▶ _Richieste_:
1. Elenca tutti i toponimi, ossia i nomi propri di luogo, presenti nell'articolo su Hugo Vau, nell'ordine in cui compaiono.
2. Trascrivi dall'articolo su Hugo Vau il tratto che va da "Perché questo é" fino a "dei suoi protagonisti.".

▶ _Brano fornito_:
((
Tra Buddha e Jimi Hendrix

Incontro con Hugo Vau, il monaco del mare che surfò una montagna

Riuscite a immaginare la sensazione di essere sulla cresta di un’onda alta 35 metri e di provare a cavalcarla? I pensieri immobili, corpo e mente assorbiti dall’istante, in una danza con il mare totalizzante e pericolosa. Adoro il surf perché – al netto delle gare, degli sponsor e delle costose marche di infradito di cui sinceramente mi interessa poco – chi pratica questo sport con autentica vocazione é una specie di monaco del mare. Rispetta la natura, sa vivere il presente e possiede una giusta distanza dalle cose. E ha un rapporto quasi famigliare con le onde. Come Hugo Vau, il surfista portoghese che ha cavalcato con la sua tavola quel gigante d’acqua di cui parlavamo prima. 35 metri, si é scritto. Una roba impressionante. Da allora Hugo, a quell’onda che ha osato surfare e che gli ha cambiato la vita trasformandolo in uno dei surfisti più conosciuti del mondo, ha dato un nome: Big Mama. Grande mamma.
Perché questo é stata per lui.
L’incredibile esperienza di Hugo si é concretizzata il 17 gennaio 2018 a Nazarè, in Portogallo. Il resto é leggenda, con una storia che ha fatto il giro del mondo ed é diventata un libro – Big Mama La madre di tutte le onde – che Vau ha scritto insieme al giornalista e scrittore ligure Fabio Pozzo, che da sempre é un abile e credibile narratore del mare e dei suoi protagonisti.
Ho la fortuna di incontrare i due a Chiavari, in una delle tante presentazioni che li stanno portando in giro per l’Italia a raccontare Big Mama. In una serata caldae non di meno afosa, Hugo mi viene incontro sorridente, il viso abbronzato incorniciato da una folta barba. Indossa pantaloni leggeri, t shirt scura e ai piedi gli immancabili infradito. Nonostante dalla sua impresa siano passati 4 anni non sembra ancora essersi abituato al fatto che tante persone vogliano stringergli la mano e conoscerlo. E anche io sono una di queste.
Me lo presenta Fabio Pozzo, con cui in settimana ci eravamo accordati per un’intervista da registrare per la Radio (la troverete presto in onda all’interno di Onde Road).
))
▶ _Estratti dei dati_:
((
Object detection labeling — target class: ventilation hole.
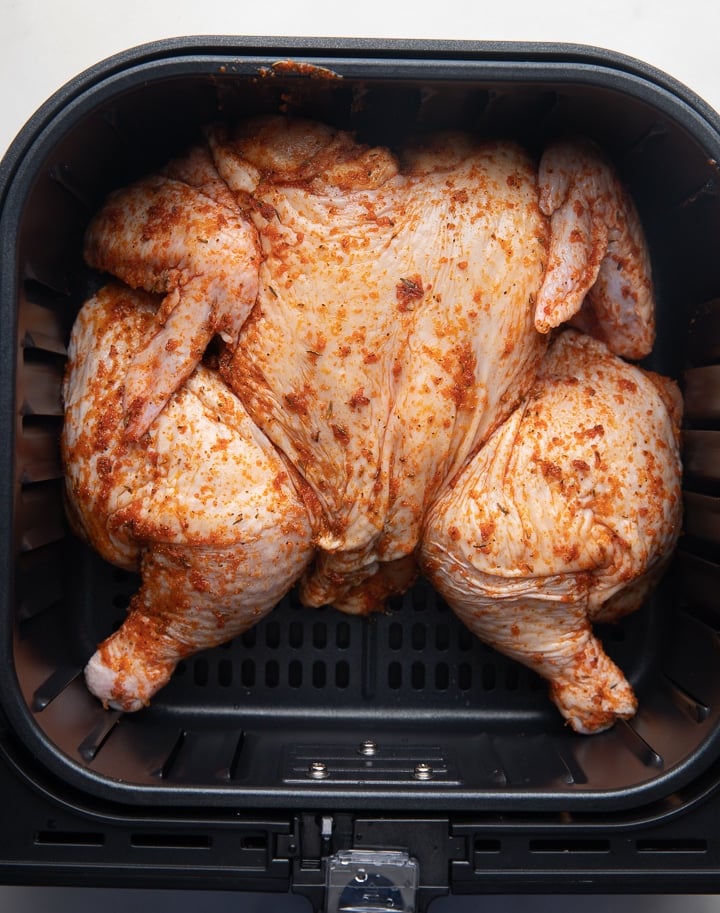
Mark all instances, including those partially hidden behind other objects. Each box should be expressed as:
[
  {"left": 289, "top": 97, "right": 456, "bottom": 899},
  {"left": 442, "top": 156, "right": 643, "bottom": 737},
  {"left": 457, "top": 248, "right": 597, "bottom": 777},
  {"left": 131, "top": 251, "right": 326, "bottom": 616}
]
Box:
[
  {"left": 288, "top": 621, "right": 304, "bottom": 650},
  {"left": 240, "top": 659, "right": 255, "bottom": 688},
  {"left": 193, "top": 659, "right": 209, "bottom": 688},
  {"left": 35, "top": 831, "right": 105, "bottom": 846},
  {"left": 335, "top": 660, "right": 350, "bottom": 688},
  {"left": 388, "top": 621, "right": 403, "bottom": 650},
  {"left": 218, "top": 659, "right": 232, "bottom": 688},
  {"left": 265, "top": 659, "right": 280, "bottom": 688},
  {"left": 335, "top": 621, "right": 350, "bottom": 650},
  {"left": 265, "top": 621, "right": 280, "bottom": 650},
  {"left": 388, "top": 663, "right": 402, "bottom": 691},
  {"left": 458, "top": 628, "right": 475, "bottom": 650},
  {"left": 635, "top": 837, "right": 708, "bottom": 853},
  {"left": 313, "top": 621, "right": 327, "bottom": 650},
  {"left": 435, "top": 663, "right": 450, "bottom": 691},
  {"left": 240, "top": 834, "right": 268, "bottom": 850},
  {"left": 313, "top": 660, "right": 327, "bottom": 688},
  {"left": 288, "top": 659, "right": 302, "bottom": 688},
  {"left": 529, "top": 838, "right": 610, "bottom": 854},
  {"left": 240, "top": 628, "right": 257, "bottom": 650},
  {"left": 473, "top": 837, "right": 502, "bottom": 853},
  {"left": 480, "top": 663, "right": 497, "bottom": 691},
  {"left": 505, "top": 664, "right": 520, "bottom": 691},
  {"left": 130, "top": 834, "right": 212, "bottom": 850}
]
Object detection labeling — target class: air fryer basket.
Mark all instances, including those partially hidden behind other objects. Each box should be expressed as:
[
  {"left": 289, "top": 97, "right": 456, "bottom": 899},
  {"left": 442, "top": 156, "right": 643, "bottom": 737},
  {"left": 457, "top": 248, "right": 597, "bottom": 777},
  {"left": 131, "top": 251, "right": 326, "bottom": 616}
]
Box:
[{"left": 0, "top": 39, "right": 720, "bottom": 890}]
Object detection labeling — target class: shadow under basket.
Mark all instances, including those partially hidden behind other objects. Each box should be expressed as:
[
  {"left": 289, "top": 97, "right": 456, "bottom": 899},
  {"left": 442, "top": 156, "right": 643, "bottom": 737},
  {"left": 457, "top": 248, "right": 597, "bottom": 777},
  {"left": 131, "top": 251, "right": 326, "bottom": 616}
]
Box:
[{"left": 0, "top": 38, "right": 720, "bottom": 904}]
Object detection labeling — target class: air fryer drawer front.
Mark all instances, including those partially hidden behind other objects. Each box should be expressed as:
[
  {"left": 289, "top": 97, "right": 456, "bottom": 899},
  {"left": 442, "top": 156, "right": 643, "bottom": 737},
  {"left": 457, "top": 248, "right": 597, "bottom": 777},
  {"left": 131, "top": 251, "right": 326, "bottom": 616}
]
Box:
[{"left": 0, "top": 39, "right": 720, "bottom": 828}]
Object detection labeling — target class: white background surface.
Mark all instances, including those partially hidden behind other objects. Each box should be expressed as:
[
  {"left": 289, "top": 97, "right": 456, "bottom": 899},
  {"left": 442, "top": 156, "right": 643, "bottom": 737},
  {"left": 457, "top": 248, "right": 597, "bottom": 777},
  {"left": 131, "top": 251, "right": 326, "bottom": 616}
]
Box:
[{"left": 0, "top": 0, "right": 720, "bottom": 913}]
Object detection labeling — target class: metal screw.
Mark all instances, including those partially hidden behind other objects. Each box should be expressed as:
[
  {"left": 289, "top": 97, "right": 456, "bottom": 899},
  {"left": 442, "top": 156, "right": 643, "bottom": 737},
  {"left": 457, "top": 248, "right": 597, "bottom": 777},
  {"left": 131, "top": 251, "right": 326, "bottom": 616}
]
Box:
[
  {"left": 308, "top": 761, "right": 329, "bottom": 780},
  {"left": 413, "top": 761, "right": 433, "bottom": 780}
]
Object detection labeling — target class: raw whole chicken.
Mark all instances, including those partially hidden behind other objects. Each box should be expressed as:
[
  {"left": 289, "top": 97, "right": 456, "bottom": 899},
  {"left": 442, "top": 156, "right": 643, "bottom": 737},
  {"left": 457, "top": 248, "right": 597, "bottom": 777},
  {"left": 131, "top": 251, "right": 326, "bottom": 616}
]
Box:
[{"left": 64, "top": 117, "right": 680, "bottom": 731}]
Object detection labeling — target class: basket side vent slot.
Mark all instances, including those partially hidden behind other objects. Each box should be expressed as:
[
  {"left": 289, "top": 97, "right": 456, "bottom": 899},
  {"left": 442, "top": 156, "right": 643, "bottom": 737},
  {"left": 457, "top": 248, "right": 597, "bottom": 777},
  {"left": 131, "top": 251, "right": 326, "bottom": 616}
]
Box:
[
  {"left": 34, "top": 831, "right": 105, "bottom": 847},
  {"left": 130, "top": 833, "right": 213, "bottom": 850}
]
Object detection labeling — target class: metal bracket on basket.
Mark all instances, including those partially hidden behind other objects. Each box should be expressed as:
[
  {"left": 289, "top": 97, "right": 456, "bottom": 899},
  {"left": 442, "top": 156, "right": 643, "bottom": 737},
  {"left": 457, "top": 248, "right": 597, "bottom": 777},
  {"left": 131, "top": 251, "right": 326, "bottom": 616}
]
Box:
[{"left": 325, "top": 850, "right": 419, "bottom": 913}]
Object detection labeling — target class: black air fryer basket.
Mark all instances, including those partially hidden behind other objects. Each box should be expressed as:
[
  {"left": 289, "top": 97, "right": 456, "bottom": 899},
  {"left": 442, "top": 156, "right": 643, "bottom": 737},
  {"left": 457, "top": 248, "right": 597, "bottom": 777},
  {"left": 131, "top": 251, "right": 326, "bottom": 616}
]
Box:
[{"left": 0, "top": 38, "right": 720, "bottom": 910}]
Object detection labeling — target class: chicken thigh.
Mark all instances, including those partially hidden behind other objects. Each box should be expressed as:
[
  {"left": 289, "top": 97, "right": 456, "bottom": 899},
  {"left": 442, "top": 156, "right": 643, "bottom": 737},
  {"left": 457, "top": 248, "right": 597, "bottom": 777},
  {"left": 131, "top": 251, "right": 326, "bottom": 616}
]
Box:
[
  {"left": 62, "top": 285, "right": 312, "bottom": 710},
  {"left": 421, "top": 330, "right": 681, "bottom": 733}
]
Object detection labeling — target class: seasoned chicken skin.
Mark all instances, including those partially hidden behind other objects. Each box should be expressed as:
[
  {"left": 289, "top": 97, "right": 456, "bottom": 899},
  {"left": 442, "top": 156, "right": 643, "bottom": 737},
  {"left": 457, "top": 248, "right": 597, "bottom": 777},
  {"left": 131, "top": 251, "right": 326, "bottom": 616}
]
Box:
[
  {"left": 70, "top": 116, "right": 675, "bottom": 728},
  {"left": 62, "top": 285, "right": 312, "bottom": 710},
  {"left": 421, "top": 330, "right": 681, "bottom": 733}
]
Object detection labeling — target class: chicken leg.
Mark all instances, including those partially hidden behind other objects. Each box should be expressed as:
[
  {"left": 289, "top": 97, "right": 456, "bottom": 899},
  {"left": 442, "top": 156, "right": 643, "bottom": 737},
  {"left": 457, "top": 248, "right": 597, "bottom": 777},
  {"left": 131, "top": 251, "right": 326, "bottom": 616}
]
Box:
[
  {"left": 62, "top": 285, "right": 313, "bottom": 711},
  {"left": 420, "top": 330, "right": 681, "bottom": 733}
]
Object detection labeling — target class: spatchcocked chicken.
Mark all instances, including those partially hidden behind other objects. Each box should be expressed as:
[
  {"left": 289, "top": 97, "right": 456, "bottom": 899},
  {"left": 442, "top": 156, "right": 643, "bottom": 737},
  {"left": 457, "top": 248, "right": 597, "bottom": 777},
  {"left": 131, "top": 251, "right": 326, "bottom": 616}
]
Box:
[{"left": 63, "top": 116, "right": 680, "bottom": 732}]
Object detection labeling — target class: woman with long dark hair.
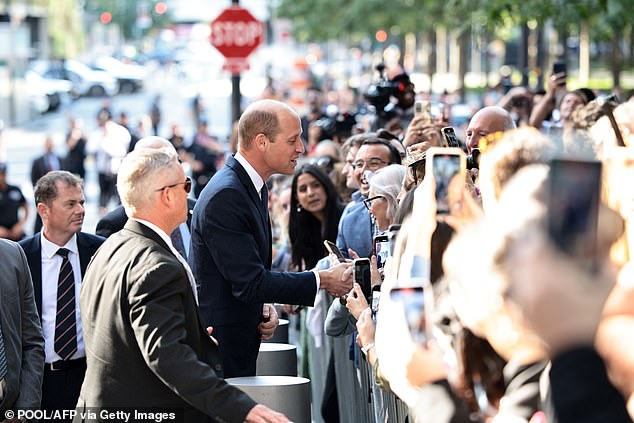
))
▶ _In risposta_:
1. Nazarè, Portogallo, Chiavari, Italia

2.
Perché questo é stata per lui.
L’incredibile esperienza di Hugo si é concretizzata il 17 gennaio 2018 a Nazarè, in Portogallo. Il resto é leggenda, con una storia che ha fatto il giro del mondo ed é diventata un libro – Big Mama La madre di tutte le onde – che Vau ha scritto insieme al giornalista e scrittore ligure Fabio Pozzo, che da sempre é un abile e credibile narratore del mare e dei suoi protagonisti.